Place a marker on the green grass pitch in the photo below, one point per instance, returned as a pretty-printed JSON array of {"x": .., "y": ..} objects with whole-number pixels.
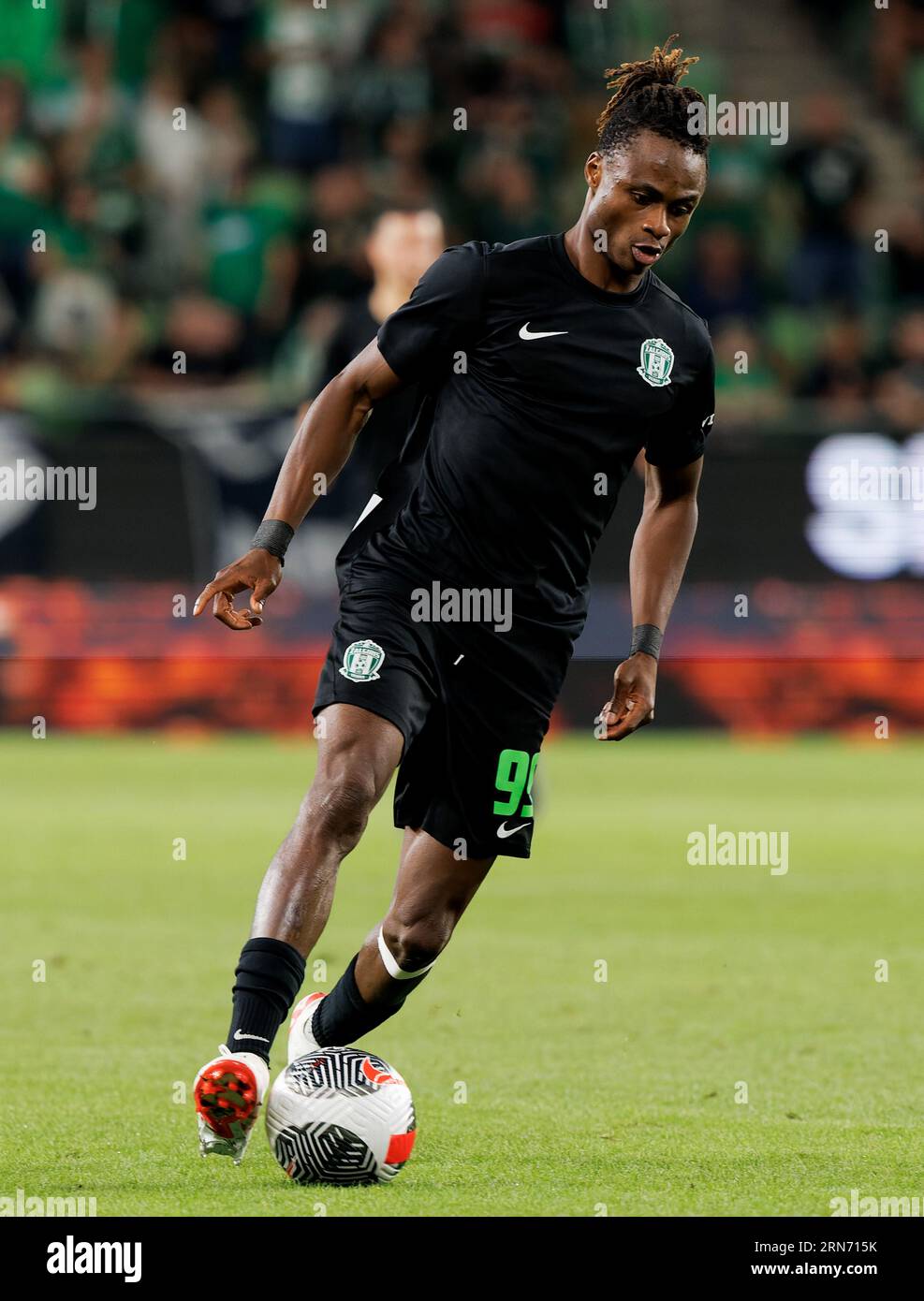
[{"x": 584, "y": 1097}]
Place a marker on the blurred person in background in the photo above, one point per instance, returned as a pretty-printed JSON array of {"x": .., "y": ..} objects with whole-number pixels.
[
  {"x": 400, "y": 247},
  {"x": 723, "y": 281},
  {"x": 829, "y": 170},
  {"x": 841, "y": 376}
]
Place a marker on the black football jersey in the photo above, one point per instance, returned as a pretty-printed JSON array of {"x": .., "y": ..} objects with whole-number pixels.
[{"x": 537, "y": 390}]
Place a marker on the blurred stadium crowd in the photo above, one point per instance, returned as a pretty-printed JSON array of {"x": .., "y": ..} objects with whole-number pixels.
[{"x": 256, "y": 183}]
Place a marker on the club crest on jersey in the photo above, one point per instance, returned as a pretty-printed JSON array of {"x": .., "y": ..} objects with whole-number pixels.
[
  {"x": 362, "y": 661},
  {"x": 657, "y": 362}
]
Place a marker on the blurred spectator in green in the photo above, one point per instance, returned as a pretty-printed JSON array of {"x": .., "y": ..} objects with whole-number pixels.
[
  {"x": 746, "y": 386},
  {"x": 900, "y": 389},
  {"x": 400, "y": 247}
]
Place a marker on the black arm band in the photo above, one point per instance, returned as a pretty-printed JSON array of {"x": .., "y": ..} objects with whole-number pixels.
[
  {"x": 273, "y": 536},
  {"x": 646, "y": 637}
]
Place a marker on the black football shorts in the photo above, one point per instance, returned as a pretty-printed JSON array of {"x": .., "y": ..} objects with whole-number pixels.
[{"x": 473, "y": 706}]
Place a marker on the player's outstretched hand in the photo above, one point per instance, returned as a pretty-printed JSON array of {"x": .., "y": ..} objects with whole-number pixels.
[
  {"x": 257, "y": 571},
  {"x": 633, "y": 701}
]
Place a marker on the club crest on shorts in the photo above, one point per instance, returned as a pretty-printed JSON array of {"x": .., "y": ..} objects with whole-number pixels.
[
  {"x": 362, "y": 661},
  {"x": 657, "y": 362}
]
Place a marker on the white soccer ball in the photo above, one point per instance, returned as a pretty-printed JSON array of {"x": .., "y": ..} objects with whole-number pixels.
[{"x": 340, "y": 1117}]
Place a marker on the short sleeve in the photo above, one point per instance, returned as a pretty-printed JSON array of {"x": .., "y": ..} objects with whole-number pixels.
[
  {"x": 436, "y": 319},
  {"x": 680, "y": 437}
]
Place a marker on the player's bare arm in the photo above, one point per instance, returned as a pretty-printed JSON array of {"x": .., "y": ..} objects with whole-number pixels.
[
  {"x": 320, "y": 447},
  {"x": 659, "y": 557}
]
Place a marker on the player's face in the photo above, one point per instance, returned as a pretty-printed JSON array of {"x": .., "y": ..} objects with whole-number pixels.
[{"x": 643, "y": 197}]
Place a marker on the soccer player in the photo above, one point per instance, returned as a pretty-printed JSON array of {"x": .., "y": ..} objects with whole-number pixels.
[{"x": 544, "y": 367}]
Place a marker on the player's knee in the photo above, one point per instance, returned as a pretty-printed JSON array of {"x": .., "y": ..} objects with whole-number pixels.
[
  {"x": 337, "y": 810},
  {"x": 416, "y": 943}
]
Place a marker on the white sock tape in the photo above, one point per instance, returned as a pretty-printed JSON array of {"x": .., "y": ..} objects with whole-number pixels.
[{"x": 392, "y": 967}]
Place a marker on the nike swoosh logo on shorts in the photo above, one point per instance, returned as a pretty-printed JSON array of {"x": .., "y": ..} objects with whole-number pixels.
[
  {"x": 504, "y": 830},
  {"x": 524, "y": 332}
]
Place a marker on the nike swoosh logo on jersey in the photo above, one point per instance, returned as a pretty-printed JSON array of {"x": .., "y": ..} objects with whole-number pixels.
[
  {"x": 504, "y": 830},
  {"x": 524, "y": 332}
]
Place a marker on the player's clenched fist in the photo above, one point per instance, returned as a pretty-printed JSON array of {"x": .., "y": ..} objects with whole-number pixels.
[
  {"x": 633, "y": 701},
  {"x": 257, "y": 571}
]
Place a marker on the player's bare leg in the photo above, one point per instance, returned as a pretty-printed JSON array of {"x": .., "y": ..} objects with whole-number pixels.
[
  {"x": 357, "y": 757},
  {"x": 356, "y": 760},
  {"x": 431, "y": 893}
]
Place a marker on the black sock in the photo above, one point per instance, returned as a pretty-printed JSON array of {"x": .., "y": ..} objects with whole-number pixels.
[
  {"x": 267, "y": 980},
  {"x": 345, "y": 1015}
]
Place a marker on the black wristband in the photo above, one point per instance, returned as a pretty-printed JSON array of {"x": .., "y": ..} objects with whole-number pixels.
[
  {"x": 647, "y": 637},
  {"x": 273, "y": 536}
]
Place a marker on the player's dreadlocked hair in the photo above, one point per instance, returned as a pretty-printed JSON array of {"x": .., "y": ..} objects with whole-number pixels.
[{"x": 648, "y": 97}]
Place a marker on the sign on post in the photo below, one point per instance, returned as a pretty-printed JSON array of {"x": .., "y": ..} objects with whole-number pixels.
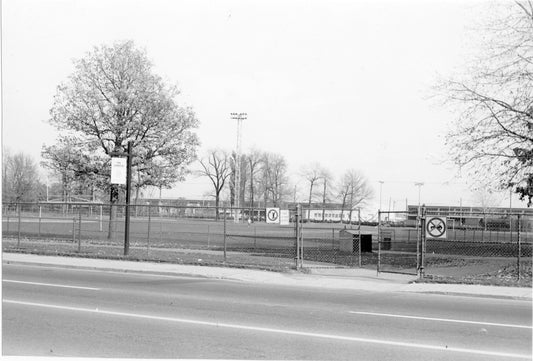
[
  {"x": 284, "y": 217},
  {"x": 436, "y": 227},
  {"x": 118, "y": 170},
  {"x": 272, "y": 215}
]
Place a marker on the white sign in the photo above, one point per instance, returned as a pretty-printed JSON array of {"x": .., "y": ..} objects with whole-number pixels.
[
  {"x": 118, "y": 170},
  {"x": 284, "y": 217},
  {"x": 272, "y": 215},
  {"x": 436, "y": 227}
]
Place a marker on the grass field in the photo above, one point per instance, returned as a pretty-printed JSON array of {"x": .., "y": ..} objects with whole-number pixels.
[{"x": 266, "y": 246}]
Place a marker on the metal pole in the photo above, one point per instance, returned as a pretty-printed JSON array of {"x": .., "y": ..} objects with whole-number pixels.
[
  {"x": 359, "y": 216},
  {"x": 423, "y": 243},
  {"x": 101, "y": 218},
  {"x": 79, "y": 230},
  {"x": 297, "y": 234},
  {"x": 73, "y": 229},
  {"x": 149, "y": 226},
  {"x": 379, "y": 243},
  {"x": 128, "y": 190},
  {"x": 18, "y": 232},
  {"x": 40, "y": 214},
  {"x": 302, "y": 244},
  {"x": 519, "y": 249},
  {"x": 224, "y": 234}
]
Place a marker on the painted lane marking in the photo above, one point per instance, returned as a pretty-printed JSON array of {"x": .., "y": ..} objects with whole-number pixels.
[
  {"x": 275, "y": 330},
  {"x": 441, "y": 319},
  {"x": 52, "y": 285}
]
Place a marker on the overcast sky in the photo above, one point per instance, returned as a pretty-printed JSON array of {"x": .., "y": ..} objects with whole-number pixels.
[{"x": 341, "y": 83}]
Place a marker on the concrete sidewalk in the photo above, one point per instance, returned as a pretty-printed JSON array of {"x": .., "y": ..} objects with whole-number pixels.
[{"x": 349, "y": 279}]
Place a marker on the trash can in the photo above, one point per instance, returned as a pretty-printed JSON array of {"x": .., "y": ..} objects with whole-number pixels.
[
  {"x": 386, "y": 244},
  {"x": 366, "y": 243}
]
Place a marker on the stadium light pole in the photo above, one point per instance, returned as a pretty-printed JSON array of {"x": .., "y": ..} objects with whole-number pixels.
[
  {"x": 128, "y": 155},
  {"x": 239, "y": 117},
  {"x": 419, "y": 185},
  {"x": 380, "y": 191}
]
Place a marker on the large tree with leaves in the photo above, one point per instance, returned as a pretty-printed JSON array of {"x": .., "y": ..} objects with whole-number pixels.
[
  {"x": 113, "y": 97},
  {"x": 493, "y": 136},
  {"x": 217, "y": 167}
]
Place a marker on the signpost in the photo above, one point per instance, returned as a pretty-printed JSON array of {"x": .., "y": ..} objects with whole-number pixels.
[
  {"x": 121, "y": 174},
  {"x": 272, "y": 215},
  {"x": 436, "y": 228},
  {"x": 118, "y": 170},
  {"x": 284, "y": 217}
]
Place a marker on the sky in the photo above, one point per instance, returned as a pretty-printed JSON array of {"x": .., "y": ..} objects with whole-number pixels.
[{"x": 346, "y": 84}]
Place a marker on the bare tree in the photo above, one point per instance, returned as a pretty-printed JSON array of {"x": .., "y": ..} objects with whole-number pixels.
[
  {"x": 327, "y": 178},
  {"x": 493, "y": 136},
  {"x": 254, "y": 158},
  {"x": 275, "y": 177},
  {"x": 20, "y": 178},
  {"x": 354, "y": 191},
  {"x": 217, "y": 168},
  {"x": 311, "y": 174},
  {"x": 112, "y": 98}
]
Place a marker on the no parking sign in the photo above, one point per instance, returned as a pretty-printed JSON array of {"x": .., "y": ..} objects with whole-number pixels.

--

GOAL OF THE EXERCISE: Edit the items from the line with "Place a marker on the signpost" through the end of the items, changing "pretty-printed" to "indented" and leaving everything else unchanged. Give only those lines.

COMPLETE RESPONSE:
Place a marker on the signpost in the photo above, one point per instance, returned as a indented JSON array of {"x": .., "y": ..} objects with whole-number pixels.
[
  {"x": 121, "y": 174},
  {"x": 272, "y": 215},
  {"x": 436, "y": 228},
  {"x": 118, "y": 170},
  {"x": 284, "y": 217}
]
Place a marker on the sky in the photo above, one point per instance, returned as a indented JSON array of {"x": .., "y": ..} objects with whole-number pixels.
[{"x": 346, "y": 84}]
Place a marker on the bare tree in the photo above, one point per instance, returned as a indented JSON array of {"x": .., "y": ..} objects with whole-number pixels.
[
  {"x": 327, "y": 178},
  {"x": 493, "y": 136},
  {"x": 254, "y": 158},
  {"x": 275, "y": 177},
  {"x": 20, "y": 178},
  {"x": 354, "y": 191},
  {"x": 217, "y": 168},
  {"x": 311, "y": 174},
  {"x": 112, "y": 98}
]
Place a marker on the no parking sign in the photo above, one point per instance, returned as a indented JSON array of {"x": .., "y": ..} objects with whole-number pixels.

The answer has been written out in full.